• Entries taken from a collection:
+++

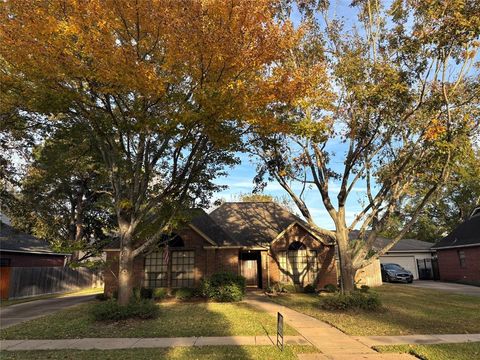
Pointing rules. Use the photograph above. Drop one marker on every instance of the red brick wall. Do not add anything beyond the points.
(449, 264)
(325, 256)
(33, 260)
(204, 261)
(209, 261)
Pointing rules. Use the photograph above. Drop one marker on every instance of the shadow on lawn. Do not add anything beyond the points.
(405, 311)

+++

• TASK PROMPT:
Verbatim reproduction is required for the line holding "lawn. Do not add anything beyond the points." and for every line after it in the records, with no other line included.

• OUTPUT FOR THIS TASK:
Pointing rules. Use the photograph above. Drop one marker on every instance of the shadow on lawn. Do not add anything beyond the points.
(405, 311)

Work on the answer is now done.